A block of data:
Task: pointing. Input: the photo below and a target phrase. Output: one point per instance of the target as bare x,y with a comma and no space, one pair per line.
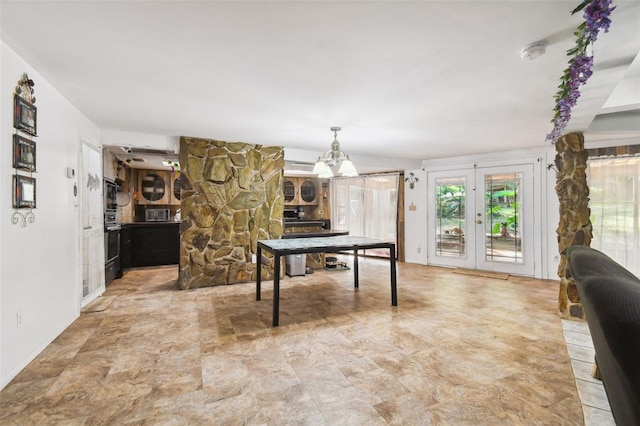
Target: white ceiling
404,79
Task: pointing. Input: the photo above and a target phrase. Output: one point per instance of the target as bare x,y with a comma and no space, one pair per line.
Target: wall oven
111,233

=== WORK TO COMPLETE ===
Write out every record above exactly as it stands, but leave out the pictures.

=== SOLUTION TO THIS TASK ===
Task: pointing. Input: the photo below and a target phrase. Output: one point per instance of the target as bare x,y with a comma and no space, one pair per line.
Target: white ceiling
404,79
Task: pointing. Input: the photo above and a target phrase. Output: one point per instance of the target as bare x,y with a comma and no space, one pair per line.
Target: wall oven
111,233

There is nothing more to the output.